* [Request]: Reproduce the entries word for word, starting at the line that contains "the man's neck" and ending at the final line of the entries.

* [Provided entries]:
★ ★ ★ ★
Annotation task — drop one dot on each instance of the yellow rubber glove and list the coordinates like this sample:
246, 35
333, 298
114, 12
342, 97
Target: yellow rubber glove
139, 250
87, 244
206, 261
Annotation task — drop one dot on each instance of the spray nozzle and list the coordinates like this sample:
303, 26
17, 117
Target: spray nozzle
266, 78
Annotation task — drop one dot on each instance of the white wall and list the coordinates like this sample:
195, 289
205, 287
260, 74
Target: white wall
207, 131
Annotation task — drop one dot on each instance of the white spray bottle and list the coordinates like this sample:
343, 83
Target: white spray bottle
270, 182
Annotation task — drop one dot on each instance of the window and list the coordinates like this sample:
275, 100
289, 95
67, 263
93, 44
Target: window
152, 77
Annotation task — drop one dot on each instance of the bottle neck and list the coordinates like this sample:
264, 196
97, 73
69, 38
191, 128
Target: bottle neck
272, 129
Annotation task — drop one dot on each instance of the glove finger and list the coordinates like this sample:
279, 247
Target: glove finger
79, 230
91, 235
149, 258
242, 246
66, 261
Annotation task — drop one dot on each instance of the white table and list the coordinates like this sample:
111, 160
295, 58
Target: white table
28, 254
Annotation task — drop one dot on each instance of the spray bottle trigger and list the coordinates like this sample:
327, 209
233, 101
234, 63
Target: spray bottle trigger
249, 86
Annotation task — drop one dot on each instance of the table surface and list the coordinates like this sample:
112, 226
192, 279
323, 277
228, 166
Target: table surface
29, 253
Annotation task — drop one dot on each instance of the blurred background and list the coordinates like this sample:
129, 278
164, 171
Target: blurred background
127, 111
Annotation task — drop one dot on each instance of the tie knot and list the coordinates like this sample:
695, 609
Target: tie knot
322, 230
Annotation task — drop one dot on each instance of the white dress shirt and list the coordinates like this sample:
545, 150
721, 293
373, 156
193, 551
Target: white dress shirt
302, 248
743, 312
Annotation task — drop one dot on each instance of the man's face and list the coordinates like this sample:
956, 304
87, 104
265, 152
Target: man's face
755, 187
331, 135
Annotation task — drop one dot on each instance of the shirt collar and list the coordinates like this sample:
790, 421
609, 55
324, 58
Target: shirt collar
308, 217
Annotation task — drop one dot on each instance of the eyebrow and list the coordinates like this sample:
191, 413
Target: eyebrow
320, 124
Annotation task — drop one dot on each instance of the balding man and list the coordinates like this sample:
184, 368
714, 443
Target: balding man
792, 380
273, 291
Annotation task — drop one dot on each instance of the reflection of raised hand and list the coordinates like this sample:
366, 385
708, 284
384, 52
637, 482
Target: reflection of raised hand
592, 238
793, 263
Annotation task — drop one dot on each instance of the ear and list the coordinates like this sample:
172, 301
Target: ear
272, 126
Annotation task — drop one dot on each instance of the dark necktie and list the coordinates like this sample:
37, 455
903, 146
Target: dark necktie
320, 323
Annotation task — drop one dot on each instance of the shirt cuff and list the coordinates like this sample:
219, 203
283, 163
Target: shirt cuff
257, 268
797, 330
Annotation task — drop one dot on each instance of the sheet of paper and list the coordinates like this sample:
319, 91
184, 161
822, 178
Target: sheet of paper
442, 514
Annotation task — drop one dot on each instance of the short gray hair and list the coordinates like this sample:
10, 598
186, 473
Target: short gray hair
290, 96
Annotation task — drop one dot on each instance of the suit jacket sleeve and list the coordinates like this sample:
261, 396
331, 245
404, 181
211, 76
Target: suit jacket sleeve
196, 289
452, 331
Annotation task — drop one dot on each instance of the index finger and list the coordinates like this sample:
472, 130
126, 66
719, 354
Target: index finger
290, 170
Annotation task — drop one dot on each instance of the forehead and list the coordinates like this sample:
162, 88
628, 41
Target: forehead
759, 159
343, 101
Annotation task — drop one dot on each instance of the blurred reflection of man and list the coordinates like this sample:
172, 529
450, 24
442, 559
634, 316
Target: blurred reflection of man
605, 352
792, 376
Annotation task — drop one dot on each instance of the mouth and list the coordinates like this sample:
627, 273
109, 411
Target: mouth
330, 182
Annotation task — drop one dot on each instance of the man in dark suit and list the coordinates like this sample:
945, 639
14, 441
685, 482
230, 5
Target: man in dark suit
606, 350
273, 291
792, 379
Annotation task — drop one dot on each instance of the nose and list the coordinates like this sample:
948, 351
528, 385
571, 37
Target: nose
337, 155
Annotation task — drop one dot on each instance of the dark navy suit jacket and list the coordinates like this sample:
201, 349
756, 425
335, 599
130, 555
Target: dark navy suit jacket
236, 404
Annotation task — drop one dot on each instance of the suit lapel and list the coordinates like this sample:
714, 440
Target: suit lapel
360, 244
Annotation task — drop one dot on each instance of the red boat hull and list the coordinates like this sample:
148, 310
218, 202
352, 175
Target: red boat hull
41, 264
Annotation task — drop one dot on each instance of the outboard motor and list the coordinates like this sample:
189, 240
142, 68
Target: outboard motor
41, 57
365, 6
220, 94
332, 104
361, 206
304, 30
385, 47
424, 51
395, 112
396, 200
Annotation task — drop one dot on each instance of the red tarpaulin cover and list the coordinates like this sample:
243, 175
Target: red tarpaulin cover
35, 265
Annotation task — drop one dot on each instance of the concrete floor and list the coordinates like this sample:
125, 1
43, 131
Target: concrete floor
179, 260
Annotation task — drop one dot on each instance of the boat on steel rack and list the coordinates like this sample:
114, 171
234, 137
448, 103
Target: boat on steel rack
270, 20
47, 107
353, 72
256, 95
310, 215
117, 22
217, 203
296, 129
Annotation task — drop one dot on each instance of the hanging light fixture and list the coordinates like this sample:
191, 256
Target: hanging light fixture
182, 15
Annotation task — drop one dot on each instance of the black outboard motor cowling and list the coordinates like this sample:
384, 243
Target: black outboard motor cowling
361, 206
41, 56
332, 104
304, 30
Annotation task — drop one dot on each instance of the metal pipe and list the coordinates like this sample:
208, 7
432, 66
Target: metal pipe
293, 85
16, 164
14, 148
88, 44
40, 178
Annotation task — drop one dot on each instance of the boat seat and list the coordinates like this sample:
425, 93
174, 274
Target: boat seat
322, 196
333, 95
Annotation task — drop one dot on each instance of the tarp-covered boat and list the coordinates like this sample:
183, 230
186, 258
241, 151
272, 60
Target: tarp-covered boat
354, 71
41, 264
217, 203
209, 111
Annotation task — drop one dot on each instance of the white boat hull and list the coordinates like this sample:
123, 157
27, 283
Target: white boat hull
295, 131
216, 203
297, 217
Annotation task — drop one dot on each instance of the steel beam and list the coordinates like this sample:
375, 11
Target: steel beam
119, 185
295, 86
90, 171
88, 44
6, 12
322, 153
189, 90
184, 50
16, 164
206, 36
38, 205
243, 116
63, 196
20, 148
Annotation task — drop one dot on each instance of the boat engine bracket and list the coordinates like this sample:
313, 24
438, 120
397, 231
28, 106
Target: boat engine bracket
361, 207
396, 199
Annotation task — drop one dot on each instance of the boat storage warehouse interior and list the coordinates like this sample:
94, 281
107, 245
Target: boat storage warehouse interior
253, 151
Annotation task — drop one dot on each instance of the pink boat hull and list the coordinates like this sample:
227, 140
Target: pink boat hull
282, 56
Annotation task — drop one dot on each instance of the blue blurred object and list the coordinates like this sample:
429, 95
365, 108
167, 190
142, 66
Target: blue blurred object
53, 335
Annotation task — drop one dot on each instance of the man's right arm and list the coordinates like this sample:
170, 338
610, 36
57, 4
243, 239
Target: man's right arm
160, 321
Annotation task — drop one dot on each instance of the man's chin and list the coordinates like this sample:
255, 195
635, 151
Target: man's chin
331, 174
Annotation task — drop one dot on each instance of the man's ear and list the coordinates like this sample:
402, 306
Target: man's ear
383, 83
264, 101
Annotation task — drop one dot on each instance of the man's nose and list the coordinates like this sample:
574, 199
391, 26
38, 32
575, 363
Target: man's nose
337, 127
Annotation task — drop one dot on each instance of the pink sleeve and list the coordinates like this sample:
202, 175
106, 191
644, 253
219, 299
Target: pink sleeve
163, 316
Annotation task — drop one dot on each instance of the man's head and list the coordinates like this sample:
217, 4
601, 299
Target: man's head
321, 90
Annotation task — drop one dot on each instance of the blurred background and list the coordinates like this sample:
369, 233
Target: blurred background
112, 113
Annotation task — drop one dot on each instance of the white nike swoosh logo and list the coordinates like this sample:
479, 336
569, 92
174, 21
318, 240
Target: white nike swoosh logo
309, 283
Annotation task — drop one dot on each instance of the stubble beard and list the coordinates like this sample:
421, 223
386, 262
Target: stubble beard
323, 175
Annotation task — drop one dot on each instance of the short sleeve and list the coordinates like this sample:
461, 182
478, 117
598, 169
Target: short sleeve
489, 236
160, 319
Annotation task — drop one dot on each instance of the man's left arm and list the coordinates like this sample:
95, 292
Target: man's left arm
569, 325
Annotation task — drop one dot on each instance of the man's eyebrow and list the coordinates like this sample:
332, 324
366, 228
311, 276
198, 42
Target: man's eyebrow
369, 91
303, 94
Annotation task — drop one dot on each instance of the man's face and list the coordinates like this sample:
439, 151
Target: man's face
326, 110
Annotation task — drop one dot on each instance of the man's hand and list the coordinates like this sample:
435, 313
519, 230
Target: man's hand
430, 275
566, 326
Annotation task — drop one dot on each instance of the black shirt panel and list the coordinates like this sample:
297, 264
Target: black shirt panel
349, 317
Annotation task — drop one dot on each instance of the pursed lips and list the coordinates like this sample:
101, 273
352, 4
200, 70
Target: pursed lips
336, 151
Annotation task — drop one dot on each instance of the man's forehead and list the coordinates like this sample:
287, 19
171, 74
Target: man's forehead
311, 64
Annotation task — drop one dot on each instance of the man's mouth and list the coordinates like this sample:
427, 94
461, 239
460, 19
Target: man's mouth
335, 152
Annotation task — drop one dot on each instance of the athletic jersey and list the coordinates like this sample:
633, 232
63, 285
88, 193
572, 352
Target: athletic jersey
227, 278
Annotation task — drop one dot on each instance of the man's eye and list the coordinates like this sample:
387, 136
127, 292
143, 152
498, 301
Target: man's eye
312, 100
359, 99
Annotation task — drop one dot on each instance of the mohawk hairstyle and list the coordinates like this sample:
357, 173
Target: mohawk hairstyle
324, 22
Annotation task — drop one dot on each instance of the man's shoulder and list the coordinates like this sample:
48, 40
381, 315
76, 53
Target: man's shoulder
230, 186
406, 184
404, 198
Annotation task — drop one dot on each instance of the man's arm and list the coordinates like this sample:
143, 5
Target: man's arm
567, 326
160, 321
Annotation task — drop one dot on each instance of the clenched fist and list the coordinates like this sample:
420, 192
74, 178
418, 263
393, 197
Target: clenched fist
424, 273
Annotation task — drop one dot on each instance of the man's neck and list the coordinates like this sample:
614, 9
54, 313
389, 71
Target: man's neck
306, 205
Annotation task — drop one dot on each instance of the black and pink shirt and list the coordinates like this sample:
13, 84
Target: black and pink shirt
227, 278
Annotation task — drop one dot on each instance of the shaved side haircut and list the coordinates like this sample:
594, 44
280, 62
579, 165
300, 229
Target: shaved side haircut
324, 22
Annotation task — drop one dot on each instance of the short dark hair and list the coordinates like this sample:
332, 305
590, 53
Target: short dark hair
★ ★ ★ ★
* [Answer in full]:
Annotation task — drop one dot on each instance of the man's neck and list the coordinates like this sample:
614, 9
54, 313
389, 71
Target: man's neck
306, 205
Annotation task — drop one dot on each instance of the black and pink shirt and list the coordinates like this sample:
13, 84
Target: black and pink shirt
227, 278
Annotation task — drop one dot on each instance of the shaved side haircut and list the coordinates like this sample:
594, 44
280, 62
579, 165
300, 229
Target: shaved side haircut
324, 22
Annotation task — drop one dot on each instance of the short dark hair and list the coordinates like this sample:
332, 305
590, 53
Target: short dark hair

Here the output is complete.